■ Your objective
Please print the data shown below without any alteration.

:: Supplied information

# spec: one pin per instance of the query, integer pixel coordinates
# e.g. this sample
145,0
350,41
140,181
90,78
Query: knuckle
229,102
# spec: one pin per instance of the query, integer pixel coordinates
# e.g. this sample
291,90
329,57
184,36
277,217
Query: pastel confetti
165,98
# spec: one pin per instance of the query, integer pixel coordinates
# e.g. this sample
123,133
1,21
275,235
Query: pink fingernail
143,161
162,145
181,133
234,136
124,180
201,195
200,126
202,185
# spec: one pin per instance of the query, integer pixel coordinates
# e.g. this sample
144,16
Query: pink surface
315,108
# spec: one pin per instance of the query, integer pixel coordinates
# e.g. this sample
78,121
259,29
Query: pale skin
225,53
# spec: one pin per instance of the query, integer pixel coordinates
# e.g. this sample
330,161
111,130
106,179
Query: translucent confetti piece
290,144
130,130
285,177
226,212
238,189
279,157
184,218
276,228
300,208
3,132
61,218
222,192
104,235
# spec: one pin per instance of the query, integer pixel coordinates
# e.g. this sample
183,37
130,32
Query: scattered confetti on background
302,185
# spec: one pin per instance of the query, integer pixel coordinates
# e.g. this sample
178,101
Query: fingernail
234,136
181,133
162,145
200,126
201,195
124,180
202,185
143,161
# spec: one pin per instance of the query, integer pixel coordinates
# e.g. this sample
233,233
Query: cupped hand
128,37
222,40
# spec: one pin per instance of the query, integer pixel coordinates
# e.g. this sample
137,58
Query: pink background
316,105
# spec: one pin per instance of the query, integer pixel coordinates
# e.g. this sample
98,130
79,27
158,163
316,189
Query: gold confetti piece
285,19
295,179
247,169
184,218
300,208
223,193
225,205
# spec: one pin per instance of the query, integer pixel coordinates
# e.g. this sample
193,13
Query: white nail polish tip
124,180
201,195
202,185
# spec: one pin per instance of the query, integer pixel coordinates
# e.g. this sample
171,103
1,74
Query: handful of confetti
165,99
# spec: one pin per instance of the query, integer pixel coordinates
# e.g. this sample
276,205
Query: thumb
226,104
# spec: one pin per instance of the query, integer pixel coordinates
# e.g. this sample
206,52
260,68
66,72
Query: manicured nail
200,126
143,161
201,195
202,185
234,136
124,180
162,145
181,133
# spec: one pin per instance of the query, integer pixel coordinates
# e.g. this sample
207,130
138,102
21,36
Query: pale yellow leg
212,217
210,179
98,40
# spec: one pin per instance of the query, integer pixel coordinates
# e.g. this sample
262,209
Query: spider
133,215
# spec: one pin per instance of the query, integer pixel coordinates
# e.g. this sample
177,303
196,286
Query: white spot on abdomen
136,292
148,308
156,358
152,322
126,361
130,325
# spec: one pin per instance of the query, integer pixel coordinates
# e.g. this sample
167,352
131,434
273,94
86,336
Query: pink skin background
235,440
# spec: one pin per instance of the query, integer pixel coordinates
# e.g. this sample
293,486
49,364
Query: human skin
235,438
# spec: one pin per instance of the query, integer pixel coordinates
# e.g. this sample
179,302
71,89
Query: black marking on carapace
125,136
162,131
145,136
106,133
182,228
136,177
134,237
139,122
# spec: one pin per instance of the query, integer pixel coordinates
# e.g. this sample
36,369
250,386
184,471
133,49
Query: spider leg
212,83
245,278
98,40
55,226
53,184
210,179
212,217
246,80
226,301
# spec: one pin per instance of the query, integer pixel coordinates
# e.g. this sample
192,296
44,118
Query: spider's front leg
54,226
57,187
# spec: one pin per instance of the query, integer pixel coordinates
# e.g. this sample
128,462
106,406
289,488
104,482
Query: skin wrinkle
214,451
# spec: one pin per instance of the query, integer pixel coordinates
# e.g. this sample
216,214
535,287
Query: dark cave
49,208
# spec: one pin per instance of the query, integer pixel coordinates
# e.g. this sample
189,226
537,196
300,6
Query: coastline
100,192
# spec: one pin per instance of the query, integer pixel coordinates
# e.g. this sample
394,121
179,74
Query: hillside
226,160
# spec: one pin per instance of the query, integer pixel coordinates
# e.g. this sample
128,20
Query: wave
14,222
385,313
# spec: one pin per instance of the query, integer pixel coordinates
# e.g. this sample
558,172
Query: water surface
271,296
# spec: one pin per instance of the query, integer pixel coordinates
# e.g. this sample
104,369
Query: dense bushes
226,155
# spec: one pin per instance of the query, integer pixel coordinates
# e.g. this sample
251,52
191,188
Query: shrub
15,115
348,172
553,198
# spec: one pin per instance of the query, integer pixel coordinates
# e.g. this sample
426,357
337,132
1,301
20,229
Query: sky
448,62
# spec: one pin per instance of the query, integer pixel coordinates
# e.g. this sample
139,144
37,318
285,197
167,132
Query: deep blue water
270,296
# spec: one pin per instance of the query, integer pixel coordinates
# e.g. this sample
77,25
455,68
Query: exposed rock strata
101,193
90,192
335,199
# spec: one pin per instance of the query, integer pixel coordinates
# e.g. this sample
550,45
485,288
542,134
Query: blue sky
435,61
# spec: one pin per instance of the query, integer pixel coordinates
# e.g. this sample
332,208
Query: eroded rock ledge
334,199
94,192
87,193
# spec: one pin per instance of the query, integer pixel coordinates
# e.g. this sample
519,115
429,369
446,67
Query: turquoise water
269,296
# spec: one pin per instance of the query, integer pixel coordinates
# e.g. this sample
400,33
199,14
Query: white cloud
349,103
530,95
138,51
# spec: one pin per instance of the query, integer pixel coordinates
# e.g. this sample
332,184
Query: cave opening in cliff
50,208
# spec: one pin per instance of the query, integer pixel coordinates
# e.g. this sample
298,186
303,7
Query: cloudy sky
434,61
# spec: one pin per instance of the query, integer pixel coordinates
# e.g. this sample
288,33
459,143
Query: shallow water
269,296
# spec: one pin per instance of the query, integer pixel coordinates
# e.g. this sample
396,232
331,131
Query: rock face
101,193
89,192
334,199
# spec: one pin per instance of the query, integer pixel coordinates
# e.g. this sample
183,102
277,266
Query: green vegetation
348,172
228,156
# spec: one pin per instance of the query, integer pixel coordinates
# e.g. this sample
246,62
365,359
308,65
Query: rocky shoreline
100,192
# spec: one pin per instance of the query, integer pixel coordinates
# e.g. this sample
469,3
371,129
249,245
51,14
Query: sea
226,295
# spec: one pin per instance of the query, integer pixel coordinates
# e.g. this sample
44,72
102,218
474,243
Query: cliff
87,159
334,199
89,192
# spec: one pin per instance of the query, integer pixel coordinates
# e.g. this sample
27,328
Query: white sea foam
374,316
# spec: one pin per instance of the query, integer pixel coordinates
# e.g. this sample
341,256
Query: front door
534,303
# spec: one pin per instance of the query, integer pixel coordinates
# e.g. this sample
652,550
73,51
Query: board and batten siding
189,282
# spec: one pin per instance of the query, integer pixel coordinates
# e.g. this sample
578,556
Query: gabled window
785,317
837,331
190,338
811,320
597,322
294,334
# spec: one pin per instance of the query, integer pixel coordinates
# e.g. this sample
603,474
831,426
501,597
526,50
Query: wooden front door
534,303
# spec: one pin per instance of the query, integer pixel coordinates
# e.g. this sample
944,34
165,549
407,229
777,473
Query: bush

::::

■ Solution
# spec: one pin per instance of the query, integer pixel coordinates
# e.g. this sample
145,0
350,41
140,181
90,78
Query: knuckle
229,102
# spec: one pin per instance of the query, integer pixel coordinates
# e.g. this sample
291,90
329,57
184,36
277,217
Query: pastel confetti
165,98
# spec: one pin per instance of the query, integer pixel coordinates
# e.g. this sample
123,133
1,21
275,235
Query: pink fingernail
143,161
162,145
181,133
234,136
124,180
201,195
200,126
202,185
# spec: one pin per instance of the query, integer pixel coordinates
# e.g. this sample
144,16
Query: pink surface
315,108
# spec: one pin per instance of the query, integer pixel coordinates
# e.g. this sample
78,121
259,29
Query: pale skin
225,53
# spec: one pin per instance of the query, integer pixel coordinates
# e.g. this sample
330,161
111,130
106,179
Query: translucent confetti piece
290,144
130,130
285,177
226,212
238,189
279,157
184,218
276,228
300,208
3,132
61,218
222,192
104,235
# spec: one pin per instance of the query, integer pixel coordinates
# e.g. this sample
183,37
130,32
Query: scattered confetti on background
302,185
# spec: one pin per instance of the query, integer pixel coordinates
# e.g. this sample
178,101
Query: fingernail
234,136
181,133
162,145
200,126
201,195
124,180
202,185
143,161
# spec: one pin per instance of the query, integer pixel coordinates
# e.g. this sample
233,233
Query: cupped hand
128,37
222,40
# spec: one pin per instance of the query, integer pixel coordinates
# e.g. this sample
137,58
Query: pink background
316,105
# spec: one pin per instance of the query, integer pixel coordinates
# e.g. this sample
98,130
79,27
158,163
316,189
Query: gold confetti piece
285,19
295,179
247,169
184,218
300,208
223,193
225,205
# spec: one pin per instance of the query, integer pixel coordinates
# e.g. this sample
193,13
Query: white nail polish tip
124,180
201,195
202,185
# spec: one pin per instance of the query, integer pixel coordinates
# e.g. this sample
171,103
1,74
Query: handful of confetti
165,99
# spec: one pin per instance of the query, integer pixel coordinates
# e.g. this sample
276,205
Query: thumb
226,104
# spec: one pin per instance of the query, integer pixel coordinates
# e.g. this sample
206,52
260,68
66,72
Query: manicured nail
200,126
143,161
201,195
202,185
234,136
124,180
162,145
181,133
# spec: one pin per instance of the query, integer pixel coordinates
# e.g. this sample
207,130
138,102
21,36
Query: pale yellow leg
212,217
210,179
98,40
# spec: one pin per instance of the query, integer pixel coordinates
# e.g. this sample
262,209
Query: spider
133,215
# spec: one pin per instance of the query, integer pixel coordinates
# e.g. this sample
177,303
196,286
Query: white spot on abdomen
136,292
148,308
156,358
152,322
126,361
130,325
# spec: one pin per instance of the query, integer pixel coordinates
# e.g. this sample
167,352
131,434
273,94
86,336
Query: pink skin background
235,440
# spec: one pin per instance of the query, integer pixel coordinates
# e.g. this sample
293,486
49,364
Query: human skin
235,438
# spec: one pin per instance of the query, integer pixel coordinates
# e.g. this sample
179,302
71,89
Query: black marking on carapace
125,136
162,131
145,136
106,133
182,228
136,177
134,237
139,122
# spec: one pin per instance of the query, integer pixel coordinates
# e.g. this sample
36,369
250,386
184,471
133,49
Query: spider leg
212,83
245,278
98,40
55,226
53,184
210,179
212,217
246,80
226,301
# spec: one pin per instance of the query, integer pixel coordinates
# e.g. this sample
192,296
44,118
Query: spider's front leg
54,226
57,187
# spec: one pin per instance of the query, integer pixel coordinates
# e.g. this sample
128,462
106,406
289,488
104,482
Query: skin wrinkle
214,451
# spec: one pin per instance of the query, integer pixel coordinates
# e.g. this sample
216,214
535,287
Query: dark cave
49,208
# spec: one pin per instance of the query, integer pixel coordinates
# e.g. this sample
189,226
537,196
300,6
Query: coastline
100,192
# spec: one pin per instance of the query, integer pixel coordinates
# e.g. this sample
394,121
179,74
Query: hillside
226,160
# spec: one pin per instance of the query, integer pixel coordinates
# e.g. this sample
128,20
Query: wave
14,222
385,313
# spec: one pin per instance of the query, integer pixel coordinates
# e.g. this sample
558,172
Query: water surface
271,296
# spec: one pin per instance of the query, integer pixel coordinates
# e.g. this sample
104,369
Query: dense bushes
226,155
# spec: one pin per instance of the query, integer pixel coordinates
# e.g. this sample
251,52
191,188
Query: shrub
15,115
348,172
553,198
# spec: one pin per instance of the query, integer pixel coordinates
# e.g. this sample
426,357
337,132
1,301
20,229
Query: sky
448,62
# spec: one pin per instance of the query, integer pixel coordinates
# e.g. this sample
139,144
37,318
285,197
167,132
Query: deep blue water
270,296
# spec: one pin per instance of the query, integer pixel coordinates
# e.g. this sample
77,25
455,68
Query: exposed rock strata
101,193
90,192
335,199
# spec: one pin per instance of the query, integer pixel coordinates
# e.g. this sample
550,45
485,288
542,134
Query: blue sky
435,61
# spec: one pin per instance of the query, integer pixel coordinates
# e.g. this sample
332,208
Query: eroded rock ledge
334,199
94,192
87,193
# spec: one pin per instance of the query, integer pixel coordinates
# e.g. this sample
519,115
429,369
446,67
Query: turquoise water
269,296
# spec: one pin per instance of the query, integer pixel coordinates
# e.g. this sample
400,33
199,14
Query: white cloud
349,103
530,95
138,51
# spec: one pin per instance of the query, integer pixel coordinates
# e.g. this sample
332,184
Query: cave opening in cliff
50,208
# spec: one pin per instance of the query, integer pixel coordinates
# e.g. this sample
298,186
303,7
Query: cloudy sky
434,61
# spec: one pin per instance of the query, integer pixel coordinates
# e.g. this sample
288,33
459,143
Query: shallow water
269,296
# spec: one pin per instance of the query, integer pixel coordinates
# e.g. this sample
396,232
331,131
Query: rock face
101,193
89,192
334,199
# spec: one pin per instance of the query, integer pixel coordinates
# e.g. this sample
183,102
277,266
Query: green vegetation
348,172
228,156
# spec: one pin per instance of the query, integer pixel coordinates
# e.g. this sample
246,62
365,359
308,65
Query: rocky shoreline
100,192
# spec: one pin per instance of the query, integer pixel coordinates
# e.g. this sample
469,3
371,129
249,245
51,14
Query: sea
226,295
# spec: one pin per instance of the query, integer pixel coordinates
# e.g. this sample
44,72
102,218
474,243
Query: cliff
87,159
334,199
89,192
# spec: one pin per instance of the query, integer pixel coordinates
# e.g. this sample
27,328
Query: white sea foam
374,316
# spec: one pin per instance of the query, integer pixel coordinates
# e.g. this sample
341,256
Query: front door
534,303
# spec: one pin per instance of the query, integer pixel coordinates
# e.g. this sample
652,550
73,51
Query: board and batten siding
189,282
# spec: one pin per instance of the query, integer pixel coordinates
# e.g. this sample
578,556
Query: gabled window
785,317
837,331
190,338
811,320
597,322
294,334
# spec: one pin per instance of the query, integer pixel coordinates
# e.g. this sample
603,474
831,426
501,597
526,50
Query: wooden front door
534,303
# spec: one pin per instance of the query, integer pixel coordinates
# e.g. this sample
944,34
165,549
407,229
777,473
Query: bush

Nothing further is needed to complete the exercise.